** start DATA RECORDS **

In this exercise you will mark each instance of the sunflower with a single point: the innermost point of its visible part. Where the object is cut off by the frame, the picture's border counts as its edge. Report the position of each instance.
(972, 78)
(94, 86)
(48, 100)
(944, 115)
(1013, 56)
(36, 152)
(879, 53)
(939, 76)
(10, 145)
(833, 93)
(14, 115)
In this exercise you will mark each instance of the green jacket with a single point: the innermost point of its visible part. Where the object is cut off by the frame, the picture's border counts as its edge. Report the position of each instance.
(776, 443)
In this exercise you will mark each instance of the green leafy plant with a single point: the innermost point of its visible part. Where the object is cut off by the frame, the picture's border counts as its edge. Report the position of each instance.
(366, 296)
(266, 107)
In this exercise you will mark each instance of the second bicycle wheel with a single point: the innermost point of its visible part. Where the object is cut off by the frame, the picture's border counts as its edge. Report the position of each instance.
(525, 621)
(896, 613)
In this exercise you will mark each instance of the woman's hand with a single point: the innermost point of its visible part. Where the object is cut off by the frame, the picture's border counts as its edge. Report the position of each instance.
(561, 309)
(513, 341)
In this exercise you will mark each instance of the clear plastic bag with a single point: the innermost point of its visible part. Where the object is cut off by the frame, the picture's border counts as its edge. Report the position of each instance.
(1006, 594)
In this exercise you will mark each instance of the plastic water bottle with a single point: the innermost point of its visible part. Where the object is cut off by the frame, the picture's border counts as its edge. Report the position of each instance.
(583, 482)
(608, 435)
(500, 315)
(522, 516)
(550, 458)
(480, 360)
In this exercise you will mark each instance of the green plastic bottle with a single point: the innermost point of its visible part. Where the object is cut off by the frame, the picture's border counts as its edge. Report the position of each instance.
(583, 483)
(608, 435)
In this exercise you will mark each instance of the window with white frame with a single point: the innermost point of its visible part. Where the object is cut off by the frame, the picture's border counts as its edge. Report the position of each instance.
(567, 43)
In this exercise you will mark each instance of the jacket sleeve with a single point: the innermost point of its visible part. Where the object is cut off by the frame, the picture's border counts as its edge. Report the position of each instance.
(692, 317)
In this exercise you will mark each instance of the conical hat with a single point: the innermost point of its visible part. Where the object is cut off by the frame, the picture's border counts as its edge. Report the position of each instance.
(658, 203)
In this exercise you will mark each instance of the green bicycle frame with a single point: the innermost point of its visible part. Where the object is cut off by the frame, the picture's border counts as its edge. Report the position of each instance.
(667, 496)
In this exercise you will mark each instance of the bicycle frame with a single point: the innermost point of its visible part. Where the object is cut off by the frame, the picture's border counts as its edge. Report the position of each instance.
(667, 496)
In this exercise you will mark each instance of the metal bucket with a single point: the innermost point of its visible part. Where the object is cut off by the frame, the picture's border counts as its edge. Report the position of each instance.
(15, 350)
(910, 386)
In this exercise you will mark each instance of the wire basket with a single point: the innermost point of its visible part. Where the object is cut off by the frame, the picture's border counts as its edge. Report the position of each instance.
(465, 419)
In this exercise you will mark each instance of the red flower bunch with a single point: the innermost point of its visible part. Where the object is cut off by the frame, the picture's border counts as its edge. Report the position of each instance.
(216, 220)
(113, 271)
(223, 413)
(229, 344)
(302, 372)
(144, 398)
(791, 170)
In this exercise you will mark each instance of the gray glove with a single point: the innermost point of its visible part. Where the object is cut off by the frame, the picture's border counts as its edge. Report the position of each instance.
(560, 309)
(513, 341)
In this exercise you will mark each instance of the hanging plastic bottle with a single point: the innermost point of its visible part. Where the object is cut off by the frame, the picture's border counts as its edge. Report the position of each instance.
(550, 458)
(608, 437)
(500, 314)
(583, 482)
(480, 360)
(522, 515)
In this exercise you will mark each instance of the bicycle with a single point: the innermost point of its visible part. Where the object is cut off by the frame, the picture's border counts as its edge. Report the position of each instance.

** end DATA RECORDS **

EXERCISE: Rescale the records from the line containing "In this exercise you will mark each instance of the hanging" through the end of the records, both included, and rewrite each line with the requests kept as they are. Multiply every point coordinate in the answers by 1.35 and round to whole numbers, rounding halves up.

FINISHED TASK:
In this exercise you will mark each instance of the hanging plastic bottle with a single point: the innermost point of its visible part. Where the object is cut off by the frame, the picture's border counts as its edge. Report the position of each instance.
(743, 618)
(821, 590)
(675, 424)
(787, 651)
(648, 486)
(705, 695)
In this exercise you will mark each instance of the bicycle with a single point: the innermost point of its visible part. Where the object is cut off by the frame, the picture's border counts as its edge. Report the position of each instance.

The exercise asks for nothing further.